TASK INSTRUCTIONS
Find every line in the listing below that contains the string "soil", and copy each of those lines. Case counts.

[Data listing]
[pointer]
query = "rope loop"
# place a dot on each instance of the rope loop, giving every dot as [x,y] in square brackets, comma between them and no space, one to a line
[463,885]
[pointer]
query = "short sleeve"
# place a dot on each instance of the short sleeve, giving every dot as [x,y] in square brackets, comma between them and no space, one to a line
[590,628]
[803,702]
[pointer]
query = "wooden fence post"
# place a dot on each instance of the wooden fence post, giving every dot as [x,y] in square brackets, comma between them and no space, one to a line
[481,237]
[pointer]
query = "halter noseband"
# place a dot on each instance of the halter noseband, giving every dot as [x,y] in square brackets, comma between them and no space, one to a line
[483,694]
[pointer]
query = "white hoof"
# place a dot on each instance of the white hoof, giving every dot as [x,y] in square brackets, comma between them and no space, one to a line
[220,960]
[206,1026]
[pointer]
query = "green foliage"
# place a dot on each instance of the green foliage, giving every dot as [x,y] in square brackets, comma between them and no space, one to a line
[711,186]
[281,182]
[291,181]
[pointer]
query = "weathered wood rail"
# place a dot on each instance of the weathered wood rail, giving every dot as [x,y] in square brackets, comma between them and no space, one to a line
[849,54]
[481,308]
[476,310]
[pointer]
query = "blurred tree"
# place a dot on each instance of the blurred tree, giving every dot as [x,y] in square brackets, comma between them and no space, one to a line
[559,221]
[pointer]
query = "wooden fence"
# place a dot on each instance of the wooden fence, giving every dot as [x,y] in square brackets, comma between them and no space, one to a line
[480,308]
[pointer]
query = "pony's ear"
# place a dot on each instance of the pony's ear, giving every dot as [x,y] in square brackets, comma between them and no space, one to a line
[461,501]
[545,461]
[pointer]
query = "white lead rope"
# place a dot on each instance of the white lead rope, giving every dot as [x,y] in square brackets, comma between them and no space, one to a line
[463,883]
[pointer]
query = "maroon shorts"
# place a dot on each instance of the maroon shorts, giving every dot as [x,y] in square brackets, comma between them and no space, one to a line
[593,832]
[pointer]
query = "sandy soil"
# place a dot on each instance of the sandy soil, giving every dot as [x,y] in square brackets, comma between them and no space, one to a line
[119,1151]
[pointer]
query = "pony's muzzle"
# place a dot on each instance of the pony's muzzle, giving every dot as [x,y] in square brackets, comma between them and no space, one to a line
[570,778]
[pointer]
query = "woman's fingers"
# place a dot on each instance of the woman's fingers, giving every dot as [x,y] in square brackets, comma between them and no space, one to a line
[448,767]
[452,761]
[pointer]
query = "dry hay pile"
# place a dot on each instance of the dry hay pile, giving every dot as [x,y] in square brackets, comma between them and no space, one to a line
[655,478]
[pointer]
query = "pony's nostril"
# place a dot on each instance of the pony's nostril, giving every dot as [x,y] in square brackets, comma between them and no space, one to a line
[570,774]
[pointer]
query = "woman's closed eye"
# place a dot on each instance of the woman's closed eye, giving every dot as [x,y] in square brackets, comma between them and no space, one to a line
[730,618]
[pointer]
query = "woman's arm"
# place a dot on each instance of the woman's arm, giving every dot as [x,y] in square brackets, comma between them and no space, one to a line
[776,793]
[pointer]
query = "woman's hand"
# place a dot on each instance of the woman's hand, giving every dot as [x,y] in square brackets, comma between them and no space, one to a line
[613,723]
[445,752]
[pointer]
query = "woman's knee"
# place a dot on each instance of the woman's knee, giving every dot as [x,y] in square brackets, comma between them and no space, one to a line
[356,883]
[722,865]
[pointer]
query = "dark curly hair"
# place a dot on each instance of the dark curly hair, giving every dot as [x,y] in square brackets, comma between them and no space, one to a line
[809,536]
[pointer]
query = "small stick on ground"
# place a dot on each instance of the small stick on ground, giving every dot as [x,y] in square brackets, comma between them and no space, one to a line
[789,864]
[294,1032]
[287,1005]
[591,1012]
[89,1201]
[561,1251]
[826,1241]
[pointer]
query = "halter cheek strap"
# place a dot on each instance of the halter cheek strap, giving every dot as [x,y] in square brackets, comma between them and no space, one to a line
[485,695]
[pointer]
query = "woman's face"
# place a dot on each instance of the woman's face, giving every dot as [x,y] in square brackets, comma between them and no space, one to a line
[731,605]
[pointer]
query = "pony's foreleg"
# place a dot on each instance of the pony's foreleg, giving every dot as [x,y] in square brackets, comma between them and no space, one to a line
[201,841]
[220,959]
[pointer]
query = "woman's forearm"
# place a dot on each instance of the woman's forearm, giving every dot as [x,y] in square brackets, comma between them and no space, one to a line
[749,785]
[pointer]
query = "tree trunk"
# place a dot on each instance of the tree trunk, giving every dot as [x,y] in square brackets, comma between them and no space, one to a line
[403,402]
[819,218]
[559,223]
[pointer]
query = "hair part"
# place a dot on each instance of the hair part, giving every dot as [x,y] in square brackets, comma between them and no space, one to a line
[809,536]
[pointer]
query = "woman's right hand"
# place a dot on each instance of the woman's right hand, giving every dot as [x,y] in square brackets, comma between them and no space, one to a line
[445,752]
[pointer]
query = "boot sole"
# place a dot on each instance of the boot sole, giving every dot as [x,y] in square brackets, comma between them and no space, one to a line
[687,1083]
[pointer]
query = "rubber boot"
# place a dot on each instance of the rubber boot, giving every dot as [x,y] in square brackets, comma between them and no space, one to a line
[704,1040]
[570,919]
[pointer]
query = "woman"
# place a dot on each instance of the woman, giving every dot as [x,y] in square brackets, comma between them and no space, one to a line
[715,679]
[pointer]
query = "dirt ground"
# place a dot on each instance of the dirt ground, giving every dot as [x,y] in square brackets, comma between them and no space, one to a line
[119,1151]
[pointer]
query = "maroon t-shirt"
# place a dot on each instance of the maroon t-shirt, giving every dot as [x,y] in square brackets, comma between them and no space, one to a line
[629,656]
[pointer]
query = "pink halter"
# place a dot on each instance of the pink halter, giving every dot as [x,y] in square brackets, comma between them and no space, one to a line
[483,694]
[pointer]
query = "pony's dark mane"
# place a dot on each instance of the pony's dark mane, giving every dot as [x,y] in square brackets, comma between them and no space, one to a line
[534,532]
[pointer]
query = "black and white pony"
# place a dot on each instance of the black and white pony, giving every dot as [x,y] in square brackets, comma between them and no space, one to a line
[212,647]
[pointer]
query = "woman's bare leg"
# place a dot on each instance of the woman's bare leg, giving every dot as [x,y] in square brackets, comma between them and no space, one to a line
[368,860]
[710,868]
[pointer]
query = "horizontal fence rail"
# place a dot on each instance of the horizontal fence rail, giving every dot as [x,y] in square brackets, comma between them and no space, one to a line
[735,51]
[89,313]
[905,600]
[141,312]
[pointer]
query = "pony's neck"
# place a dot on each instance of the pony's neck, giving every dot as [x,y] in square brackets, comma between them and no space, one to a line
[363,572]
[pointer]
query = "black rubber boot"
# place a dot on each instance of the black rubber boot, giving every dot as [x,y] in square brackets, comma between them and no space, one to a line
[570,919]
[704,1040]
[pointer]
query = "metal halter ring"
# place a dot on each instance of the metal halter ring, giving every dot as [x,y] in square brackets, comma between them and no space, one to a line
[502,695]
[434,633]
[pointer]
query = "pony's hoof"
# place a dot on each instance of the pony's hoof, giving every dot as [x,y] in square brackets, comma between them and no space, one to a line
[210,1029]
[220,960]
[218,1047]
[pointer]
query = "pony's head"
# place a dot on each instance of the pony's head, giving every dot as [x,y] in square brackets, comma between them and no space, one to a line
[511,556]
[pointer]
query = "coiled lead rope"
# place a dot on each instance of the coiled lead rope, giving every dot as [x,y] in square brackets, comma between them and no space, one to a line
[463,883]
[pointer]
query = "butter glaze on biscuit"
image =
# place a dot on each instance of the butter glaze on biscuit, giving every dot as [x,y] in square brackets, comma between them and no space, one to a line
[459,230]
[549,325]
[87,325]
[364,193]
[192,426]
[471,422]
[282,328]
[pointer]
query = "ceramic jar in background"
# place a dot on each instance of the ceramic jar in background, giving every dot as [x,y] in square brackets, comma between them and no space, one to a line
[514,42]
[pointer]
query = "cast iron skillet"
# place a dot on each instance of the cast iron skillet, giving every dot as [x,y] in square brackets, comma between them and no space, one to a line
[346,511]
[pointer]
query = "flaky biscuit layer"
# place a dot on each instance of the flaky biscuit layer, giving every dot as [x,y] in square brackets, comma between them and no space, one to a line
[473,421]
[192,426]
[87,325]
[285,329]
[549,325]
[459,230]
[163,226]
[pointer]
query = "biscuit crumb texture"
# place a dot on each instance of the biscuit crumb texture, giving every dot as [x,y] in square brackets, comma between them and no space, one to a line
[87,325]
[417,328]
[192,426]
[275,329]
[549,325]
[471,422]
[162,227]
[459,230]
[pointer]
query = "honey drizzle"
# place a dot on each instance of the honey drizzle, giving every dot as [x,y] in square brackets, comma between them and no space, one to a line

COMPLETE OUTPUT
query = "sandy soil"
# place a dot on each instance of the sandy soil, giving every dot as [x,y] in square brackets, comma between them and no space, one to a line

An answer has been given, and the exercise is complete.